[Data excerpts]
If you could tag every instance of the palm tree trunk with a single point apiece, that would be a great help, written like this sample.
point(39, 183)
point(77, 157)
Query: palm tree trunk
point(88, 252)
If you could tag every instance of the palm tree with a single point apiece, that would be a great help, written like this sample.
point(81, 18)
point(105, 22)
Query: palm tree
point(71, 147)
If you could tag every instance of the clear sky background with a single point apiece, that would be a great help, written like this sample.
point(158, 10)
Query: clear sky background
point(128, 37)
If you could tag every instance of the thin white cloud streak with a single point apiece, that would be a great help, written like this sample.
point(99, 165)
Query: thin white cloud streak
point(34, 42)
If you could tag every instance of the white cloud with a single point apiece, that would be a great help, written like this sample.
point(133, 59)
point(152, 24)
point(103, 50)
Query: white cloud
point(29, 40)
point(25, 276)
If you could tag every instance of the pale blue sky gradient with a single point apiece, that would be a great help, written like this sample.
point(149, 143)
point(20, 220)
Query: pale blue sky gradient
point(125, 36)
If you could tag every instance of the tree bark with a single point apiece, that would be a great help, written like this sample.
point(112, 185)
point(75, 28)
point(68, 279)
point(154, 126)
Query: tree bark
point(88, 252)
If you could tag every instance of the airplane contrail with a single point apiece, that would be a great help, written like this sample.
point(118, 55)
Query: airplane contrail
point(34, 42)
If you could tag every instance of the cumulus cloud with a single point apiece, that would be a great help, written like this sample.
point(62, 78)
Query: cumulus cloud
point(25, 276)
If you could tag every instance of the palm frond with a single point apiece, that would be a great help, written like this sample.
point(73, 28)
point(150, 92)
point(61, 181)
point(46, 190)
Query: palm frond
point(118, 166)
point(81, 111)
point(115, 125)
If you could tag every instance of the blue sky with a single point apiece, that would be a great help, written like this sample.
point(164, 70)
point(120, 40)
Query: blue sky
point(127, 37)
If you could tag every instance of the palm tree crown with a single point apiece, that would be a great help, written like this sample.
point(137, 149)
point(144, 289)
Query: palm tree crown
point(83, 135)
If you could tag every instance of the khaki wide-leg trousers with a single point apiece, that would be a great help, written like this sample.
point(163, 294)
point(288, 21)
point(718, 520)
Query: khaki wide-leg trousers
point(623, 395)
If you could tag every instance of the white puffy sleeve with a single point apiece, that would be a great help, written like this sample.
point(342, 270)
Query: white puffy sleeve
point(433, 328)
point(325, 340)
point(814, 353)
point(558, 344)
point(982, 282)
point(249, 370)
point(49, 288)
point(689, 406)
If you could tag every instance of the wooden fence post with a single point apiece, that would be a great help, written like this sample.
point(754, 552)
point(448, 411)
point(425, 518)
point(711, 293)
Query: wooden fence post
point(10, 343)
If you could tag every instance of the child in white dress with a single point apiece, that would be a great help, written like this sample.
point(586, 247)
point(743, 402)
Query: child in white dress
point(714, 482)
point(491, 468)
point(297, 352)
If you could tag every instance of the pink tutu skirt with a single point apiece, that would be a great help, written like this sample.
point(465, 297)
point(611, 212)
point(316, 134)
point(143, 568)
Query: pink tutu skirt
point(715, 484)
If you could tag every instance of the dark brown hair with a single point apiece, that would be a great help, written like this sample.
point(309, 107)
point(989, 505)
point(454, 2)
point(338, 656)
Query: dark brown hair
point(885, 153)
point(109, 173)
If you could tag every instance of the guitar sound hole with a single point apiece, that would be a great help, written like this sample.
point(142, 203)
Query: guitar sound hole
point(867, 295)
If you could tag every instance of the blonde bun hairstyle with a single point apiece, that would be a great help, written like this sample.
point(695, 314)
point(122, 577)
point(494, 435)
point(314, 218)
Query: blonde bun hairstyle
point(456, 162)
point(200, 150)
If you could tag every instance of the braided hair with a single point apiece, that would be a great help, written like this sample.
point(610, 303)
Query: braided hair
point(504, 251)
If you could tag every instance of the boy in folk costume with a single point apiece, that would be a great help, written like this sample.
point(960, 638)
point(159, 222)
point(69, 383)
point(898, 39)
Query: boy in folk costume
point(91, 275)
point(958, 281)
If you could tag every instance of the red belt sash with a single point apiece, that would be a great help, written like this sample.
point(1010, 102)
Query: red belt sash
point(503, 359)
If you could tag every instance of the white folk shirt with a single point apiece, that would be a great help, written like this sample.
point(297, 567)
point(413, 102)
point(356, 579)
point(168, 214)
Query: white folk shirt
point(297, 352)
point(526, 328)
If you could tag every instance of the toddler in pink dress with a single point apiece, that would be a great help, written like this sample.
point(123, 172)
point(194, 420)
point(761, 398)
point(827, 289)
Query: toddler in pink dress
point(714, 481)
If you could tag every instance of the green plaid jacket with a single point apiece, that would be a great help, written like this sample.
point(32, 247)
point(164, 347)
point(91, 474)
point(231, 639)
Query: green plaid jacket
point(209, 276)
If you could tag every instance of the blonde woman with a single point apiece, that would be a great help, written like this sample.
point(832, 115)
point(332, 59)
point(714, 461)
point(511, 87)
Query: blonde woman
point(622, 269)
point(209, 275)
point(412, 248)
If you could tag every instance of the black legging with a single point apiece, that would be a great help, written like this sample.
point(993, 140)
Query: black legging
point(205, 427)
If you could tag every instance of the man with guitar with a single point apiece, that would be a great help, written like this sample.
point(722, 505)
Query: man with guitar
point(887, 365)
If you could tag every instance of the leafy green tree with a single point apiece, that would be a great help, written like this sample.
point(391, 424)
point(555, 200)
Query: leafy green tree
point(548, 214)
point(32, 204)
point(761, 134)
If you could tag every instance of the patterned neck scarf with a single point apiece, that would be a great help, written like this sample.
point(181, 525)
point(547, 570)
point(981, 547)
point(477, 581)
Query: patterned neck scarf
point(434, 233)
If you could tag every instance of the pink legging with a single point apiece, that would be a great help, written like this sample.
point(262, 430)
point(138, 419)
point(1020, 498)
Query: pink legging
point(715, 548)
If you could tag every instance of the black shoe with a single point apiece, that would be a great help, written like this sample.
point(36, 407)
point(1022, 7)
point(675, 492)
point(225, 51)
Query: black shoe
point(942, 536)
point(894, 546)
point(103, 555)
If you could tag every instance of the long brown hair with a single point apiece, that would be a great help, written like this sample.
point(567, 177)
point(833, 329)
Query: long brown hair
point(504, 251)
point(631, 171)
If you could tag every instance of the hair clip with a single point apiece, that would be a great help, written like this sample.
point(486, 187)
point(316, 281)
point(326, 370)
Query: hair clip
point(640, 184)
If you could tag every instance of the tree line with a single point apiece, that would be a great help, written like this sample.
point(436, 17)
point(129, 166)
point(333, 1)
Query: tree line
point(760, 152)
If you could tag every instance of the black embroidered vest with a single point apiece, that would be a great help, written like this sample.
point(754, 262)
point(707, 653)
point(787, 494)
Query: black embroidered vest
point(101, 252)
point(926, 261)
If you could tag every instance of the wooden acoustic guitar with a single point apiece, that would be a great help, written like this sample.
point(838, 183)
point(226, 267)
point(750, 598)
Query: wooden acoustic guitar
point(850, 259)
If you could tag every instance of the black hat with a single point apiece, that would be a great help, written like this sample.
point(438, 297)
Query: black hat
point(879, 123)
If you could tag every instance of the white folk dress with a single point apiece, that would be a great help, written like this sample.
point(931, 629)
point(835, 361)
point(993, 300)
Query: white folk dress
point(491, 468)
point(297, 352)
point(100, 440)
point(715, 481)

→ **Task item**
All lines above from the line with "Query: khaki wide-leg trousers" through the line with "If you could tag every instance of the child", both included, are to be set down exactly, with nothing else.

→ **Response to the task**
Query: khaki wide-leg trousers
point(623, 395)
If you could tag every instance of the white puffy sleeve with a single point apiece, that would be a great help, written like this sample.
point(342, 270)
Query: white puffy sleeve
point(433, 328)
point(325, 340)
point(814, 353)
point(558, 344)
point(982, 282)
point(249, 370)
point(49, 288)
point(689, 406)
If you could tag every instance of the wooden fence post with a single point apiece, that would be a great help, written like this sample.
point(754, 552)
point(448, 411)
point(425, 518)
point(711, 293)
Query: wooden fence post
point(10, 343)
If you could tag every instance of the child in white dress with a single point apiece, that would be a great help, written like this sample.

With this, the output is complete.